— DESCRIPTION OF THE TASK —
Lay out the records below as a Markdown table with the columns "Row" and "Content," starting at the line that contains "white cloud --all-instances" and ending at the line that contains "43), (184, 43)]". Put the row number under Row and the line under Content, and leave out blank lines.
........
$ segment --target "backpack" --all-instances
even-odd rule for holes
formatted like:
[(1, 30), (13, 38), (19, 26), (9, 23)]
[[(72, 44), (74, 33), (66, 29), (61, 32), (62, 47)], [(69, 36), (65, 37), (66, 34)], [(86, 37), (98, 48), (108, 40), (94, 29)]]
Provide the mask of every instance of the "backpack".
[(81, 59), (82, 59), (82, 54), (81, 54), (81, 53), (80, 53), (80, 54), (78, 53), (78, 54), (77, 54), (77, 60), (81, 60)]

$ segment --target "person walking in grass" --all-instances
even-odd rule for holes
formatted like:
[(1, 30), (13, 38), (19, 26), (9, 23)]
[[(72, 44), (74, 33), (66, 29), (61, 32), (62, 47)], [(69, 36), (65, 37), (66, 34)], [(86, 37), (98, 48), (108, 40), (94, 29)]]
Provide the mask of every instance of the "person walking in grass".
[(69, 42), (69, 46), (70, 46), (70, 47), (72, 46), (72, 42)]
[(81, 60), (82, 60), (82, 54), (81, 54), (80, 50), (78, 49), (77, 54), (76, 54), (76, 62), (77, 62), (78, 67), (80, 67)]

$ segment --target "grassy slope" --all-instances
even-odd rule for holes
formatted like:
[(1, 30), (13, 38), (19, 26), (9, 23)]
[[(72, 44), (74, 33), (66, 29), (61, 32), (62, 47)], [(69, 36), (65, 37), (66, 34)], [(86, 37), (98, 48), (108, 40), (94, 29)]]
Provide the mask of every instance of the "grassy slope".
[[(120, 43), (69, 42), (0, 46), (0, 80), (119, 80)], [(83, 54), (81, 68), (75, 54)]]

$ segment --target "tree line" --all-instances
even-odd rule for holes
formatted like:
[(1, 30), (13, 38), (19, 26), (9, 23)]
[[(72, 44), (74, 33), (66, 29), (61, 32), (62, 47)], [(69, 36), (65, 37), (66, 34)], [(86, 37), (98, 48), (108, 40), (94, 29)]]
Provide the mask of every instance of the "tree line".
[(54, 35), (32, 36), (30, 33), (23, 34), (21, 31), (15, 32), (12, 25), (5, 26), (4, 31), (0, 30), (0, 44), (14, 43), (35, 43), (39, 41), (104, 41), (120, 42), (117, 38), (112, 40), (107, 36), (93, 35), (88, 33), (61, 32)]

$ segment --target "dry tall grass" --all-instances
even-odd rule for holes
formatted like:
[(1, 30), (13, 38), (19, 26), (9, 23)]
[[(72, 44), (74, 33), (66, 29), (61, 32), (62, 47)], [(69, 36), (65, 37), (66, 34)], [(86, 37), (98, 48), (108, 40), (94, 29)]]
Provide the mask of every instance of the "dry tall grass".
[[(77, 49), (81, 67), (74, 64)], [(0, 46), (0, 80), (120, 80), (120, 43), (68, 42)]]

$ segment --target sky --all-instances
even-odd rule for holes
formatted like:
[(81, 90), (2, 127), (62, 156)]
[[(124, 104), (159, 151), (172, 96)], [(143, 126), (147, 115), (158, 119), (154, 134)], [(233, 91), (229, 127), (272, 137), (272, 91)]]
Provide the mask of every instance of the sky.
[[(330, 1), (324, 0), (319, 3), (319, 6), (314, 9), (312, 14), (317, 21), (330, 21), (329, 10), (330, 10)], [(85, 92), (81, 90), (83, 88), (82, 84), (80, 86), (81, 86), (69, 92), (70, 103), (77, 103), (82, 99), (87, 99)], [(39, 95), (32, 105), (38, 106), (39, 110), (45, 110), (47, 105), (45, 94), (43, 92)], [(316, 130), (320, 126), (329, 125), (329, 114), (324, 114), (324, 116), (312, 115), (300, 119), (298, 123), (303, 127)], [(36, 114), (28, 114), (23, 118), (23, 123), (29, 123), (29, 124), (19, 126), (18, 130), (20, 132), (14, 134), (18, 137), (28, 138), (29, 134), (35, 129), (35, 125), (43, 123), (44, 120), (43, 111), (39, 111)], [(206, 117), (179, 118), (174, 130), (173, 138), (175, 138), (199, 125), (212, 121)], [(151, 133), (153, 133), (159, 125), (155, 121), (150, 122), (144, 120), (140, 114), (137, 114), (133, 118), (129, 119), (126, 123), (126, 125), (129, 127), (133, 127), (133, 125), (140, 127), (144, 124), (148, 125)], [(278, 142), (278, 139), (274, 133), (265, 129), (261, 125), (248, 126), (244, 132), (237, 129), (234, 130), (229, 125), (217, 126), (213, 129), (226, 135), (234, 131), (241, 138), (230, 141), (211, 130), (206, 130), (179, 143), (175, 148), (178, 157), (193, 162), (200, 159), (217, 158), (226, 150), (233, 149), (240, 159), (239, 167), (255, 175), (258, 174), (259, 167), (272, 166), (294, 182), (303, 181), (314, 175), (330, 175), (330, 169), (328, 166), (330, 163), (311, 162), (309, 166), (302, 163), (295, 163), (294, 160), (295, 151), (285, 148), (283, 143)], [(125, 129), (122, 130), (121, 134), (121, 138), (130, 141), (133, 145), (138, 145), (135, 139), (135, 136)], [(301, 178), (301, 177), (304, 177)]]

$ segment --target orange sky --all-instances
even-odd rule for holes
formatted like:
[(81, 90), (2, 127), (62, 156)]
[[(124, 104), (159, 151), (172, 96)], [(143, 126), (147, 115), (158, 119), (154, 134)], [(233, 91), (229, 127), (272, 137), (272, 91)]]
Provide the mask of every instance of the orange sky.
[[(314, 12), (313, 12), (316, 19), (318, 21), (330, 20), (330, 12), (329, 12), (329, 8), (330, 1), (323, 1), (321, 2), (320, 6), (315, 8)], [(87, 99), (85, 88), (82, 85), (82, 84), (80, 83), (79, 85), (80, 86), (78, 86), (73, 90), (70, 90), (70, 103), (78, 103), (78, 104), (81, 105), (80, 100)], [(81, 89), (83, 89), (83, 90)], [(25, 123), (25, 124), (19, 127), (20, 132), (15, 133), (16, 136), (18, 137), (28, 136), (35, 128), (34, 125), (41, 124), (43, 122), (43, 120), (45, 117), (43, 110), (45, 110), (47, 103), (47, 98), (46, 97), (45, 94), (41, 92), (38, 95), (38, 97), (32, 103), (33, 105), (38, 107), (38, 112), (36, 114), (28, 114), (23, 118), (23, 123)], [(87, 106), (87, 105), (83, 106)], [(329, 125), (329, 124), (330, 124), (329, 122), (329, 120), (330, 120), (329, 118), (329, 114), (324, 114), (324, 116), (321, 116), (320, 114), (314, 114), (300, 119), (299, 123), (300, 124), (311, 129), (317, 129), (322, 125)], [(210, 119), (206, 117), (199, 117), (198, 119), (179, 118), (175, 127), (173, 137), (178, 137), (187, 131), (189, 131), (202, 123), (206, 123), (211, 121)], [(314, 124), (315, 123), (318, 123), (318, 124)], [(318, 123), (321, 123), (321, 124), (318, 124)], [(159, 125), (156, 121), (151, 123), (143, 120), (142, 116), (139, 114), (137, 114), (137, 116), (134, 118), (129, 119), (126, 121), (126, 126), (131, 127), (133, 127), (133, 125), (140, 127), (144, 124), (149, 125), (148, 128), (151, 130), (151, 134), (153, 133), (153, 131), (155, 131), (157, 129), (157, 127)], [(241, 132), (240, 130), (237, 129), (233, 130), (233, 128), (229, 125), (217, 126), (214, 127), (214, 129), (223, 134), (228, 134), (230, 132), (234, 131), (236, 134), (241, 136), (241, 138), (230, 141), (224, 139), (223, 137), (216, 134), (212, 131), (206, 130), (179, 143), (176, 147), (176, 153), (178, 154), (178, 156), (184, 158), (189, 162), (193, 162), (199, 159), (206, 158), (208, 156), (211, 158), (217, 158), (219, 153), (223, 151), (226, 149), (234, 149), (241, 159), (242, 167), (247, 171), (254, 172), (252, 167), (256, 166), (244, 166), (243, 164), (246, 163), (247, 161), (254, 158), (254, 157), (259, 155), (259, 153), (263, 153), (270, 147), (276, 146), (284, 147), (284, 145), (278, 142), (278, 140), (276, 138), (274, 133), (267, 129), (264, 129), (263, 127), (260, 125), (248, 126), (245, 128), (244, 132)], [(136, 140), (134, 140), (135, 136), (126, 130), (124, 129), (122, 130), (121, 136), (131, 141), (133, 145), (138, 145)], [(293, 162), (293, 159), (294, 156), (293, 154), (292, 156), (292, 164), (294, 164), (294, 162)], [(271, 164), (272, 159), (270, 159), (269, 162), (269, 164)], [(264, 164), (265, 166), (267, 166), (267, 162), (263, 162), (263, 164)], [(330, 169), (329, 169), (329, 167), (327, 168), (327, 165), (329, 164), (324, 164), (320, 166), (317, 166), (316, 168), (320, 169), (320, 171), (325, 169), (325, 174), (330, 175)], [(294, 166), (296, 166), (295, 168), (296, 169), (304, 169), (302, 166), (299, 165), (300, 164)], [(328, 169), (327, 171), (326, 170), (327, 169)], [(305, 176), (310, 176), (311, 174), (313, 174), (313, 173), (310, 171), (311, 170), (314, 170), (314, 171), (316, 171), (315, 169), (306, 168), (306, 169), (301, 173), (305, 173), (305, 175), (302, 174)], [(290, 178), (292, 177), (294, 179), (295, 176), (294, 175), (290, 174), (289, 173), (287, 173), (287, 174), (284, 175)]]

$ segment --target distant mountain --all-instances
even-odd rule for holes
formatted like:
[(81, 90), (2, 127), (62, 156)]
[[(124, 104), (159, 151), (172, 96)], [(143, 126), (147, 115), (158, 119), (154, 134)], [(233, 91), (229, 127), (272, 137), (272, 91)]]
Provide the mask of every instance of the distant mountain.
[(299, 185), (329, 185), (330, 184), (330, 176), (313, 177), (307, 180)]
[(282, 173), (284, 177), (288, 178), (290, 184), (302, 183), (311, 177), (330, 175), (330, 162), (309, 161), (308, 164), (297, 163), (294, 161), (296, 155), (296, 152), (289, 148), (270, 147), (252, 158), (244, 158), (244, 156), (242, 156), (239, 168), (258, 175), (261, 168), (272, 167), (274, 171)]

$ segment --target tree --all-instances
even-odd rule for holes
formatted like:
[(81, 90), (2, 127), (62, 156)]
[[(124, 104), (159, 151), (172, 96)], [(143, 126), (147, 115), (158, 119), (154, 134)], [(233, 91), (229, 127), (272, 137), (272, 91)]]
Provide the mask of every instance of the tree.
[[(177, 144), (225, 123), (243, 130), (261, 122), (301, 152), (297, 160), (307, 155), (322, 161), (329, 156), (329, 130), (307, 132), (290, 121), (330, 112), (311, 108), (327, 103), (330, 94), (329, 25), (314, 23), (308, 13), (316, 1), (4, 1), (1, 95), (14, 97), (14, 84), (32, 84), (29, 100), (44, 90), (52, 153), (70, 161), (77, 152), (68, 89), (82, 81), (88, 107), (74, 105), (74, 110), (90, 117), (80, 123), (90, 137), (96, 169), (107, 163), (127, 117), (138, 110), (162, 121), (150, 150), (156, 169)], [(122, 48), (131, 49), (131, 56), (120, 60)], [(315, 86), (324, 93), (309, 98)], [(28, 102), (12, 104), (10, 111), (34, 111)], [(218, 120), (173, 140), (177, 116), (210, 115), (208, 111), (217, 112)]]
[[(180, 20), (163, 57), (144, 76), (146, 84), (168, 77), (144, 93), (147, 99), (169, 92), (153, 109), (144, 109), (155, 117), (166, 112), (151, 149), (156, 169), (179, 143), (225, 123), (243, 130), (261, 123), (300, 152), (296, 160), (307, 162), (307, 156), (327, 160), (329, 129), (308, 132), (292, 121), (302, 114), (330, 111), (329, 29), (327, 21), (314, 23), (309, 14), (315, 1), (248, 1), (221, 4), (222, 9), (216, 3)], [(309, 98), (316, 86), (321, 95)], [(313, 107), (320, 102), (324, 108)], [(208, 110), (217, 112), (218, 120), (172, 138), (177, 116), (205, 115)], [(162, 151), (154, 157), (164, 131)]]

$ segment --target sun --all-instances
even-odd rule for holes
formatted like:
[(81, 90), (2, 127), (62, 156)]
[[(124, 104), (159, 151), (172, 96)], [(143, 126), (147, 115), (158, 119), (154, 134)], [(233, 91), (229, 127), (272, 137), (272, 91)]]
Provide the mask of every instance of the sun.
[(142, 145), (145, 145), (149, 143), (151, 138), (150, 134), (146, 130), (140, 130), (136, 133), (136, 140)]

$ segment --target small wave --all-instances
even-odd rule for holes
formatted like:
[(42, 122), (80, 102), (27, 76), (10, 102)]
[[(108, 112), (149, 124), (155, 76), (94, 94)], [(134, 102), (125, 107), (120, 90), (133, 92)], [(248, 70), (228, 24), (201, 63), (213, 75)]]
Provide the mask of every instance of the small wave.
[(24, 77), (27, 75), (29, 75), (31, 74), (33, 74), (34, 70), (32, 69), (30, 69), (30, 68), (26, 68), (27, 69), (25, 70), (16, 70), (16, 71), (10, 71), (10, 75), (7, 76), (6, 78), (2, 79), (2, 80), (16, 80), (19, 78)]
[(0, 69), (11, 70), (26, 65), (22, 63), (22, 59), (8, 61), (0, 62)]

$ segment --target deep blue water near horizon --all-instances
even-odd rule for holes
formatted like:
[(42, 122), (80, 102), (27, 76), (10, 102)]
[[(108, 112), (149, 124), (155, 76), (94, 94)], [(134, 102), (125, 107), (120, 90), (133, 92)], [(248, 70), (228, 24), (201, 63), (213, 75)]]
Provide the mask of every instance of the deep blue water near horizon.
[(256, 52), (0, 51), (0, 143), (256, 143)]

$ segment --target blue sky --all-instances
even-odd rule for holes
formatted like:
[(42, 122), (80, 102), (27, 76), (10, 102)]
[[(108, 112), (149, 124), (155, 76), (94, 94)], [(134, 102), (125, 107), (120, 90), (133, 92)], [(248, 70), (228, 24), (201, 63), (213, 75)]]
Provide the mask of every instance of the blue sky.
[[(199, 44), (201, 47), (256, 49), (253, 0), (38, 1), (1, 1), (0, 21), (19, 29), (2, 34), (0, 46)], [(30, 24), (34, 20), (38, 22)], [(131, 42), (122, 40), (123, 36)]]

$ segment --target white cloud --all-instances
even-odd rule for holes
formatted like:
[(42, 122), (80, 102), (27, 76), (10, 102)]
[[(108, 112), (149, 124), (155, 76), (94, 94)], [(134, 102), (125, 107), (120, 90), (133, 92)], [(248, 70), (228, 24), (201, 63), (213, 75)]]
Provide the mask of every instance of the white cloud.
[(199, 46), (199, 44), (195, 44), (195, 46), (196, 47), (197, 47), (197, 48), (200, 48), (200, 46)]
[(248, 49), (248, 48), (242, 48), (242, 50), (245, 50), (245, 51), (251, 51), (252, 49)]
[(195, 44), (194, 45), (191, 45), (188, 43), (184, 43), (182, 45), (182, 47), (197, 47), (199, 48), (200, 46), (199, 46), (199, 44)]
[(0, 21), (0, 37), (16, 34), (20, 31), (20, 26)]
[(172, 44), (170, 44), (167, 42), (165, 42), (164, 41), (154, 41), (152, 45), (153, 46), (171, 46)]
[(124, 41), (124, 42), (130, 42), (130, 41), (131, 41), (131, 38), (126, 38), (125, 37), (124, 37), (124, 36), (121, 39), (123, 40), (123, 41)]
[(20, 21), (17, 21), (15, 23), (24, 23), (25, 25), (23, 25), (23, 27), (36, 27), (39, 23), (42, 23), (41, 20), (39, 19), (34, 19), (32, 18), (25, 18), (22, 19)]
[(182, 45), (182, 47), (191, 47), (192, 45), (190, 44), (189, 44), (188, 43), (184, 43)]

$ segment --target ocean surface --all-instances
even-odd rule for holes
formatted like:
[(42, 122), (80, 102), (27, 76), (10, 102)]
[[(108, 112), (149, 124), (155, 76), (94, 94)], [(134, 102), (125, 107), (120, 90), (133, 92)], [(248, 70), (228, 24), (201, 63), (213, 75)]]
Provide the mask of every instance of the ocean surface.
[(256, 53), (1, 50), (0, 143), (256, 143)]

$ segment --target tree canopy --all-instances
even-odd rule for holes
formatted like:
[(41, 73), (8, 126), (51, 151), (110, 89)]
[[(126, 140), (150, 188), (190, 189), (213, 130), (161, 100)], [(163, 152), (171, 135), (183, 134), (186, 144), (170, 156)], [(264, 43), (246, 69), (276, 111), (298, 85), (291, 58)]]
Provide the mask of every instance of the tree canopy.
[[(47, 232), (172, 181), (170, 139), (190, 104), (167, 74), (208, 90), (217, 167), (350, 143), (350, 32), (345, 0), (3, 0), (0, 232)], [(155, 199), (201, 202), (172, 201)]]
........
— FULL SOLUTION —
| Row | Content |
|---|---|
| 1 | $ segment --target white cloud --all-instances |
| 2 | even-odd rule for holes |
| 3 | formatted like: |
| 4 | [(42, 122), (80, 102), (27, 76), (10, 102)] |
| 5 | [[(108, 112), (149, 124), (155, 76), (94, 94)], [(134, 102), (125, 107), (120, 90), (133, 92)], [(248, 70), (228, 24), (201, 63), (213, 75)]] |
| 6 | Provide the mask of every instance of the white cloud. |
| 7 | [(199, 46), (199, 44), (195, 44), (195, 46), (196, 47), (197, 47), (197, 48), (200, 48), (200, 46)] |
| 8 | [(248, 49), (248, 48), (242, 48), (242, 50), (245, 50), (245, 51), (251, 51), (252, 49)] |
| 9 | [(195, 44), (194, 45), (191, 45), (188, 43), (184, 43), (182, 45), (182, 47), (197, 47), (199, 48), (200, 46), (199, 46), (199, 44)] |
| 10 | [(0, 21), (0, 37), (16, 34), (20, 31), (20, 26)] |
| 11 | [(172, 44), (170, 44), (167, 42), (165, 42), (164, 41), (154, 41), (152, 45), (153, 46), (171, 46)] |
| 12 | [(124, 41), (124, 42), (130, 42), (130, 41), (131, 41), (131, 38), (126, 38), (125, 37), (124, 37), (124, 36), (121, 39), (123, 40), (123, 41)] |
| 13 | [(20, 21), (17, 21), (15, 23), (24, 23), (25, 25), (23, 25), (23, 27), (36, 27), (39, 23), (42, 23), (41, 20), (39, 19), (34, 19), (32, 18), (25, 18), (22, 19)] |
| 14 | [(182, 45), (182, 47), (191, 47), (192, 45), (190, 44), (189, 44), (188, 43), (184, 43)] |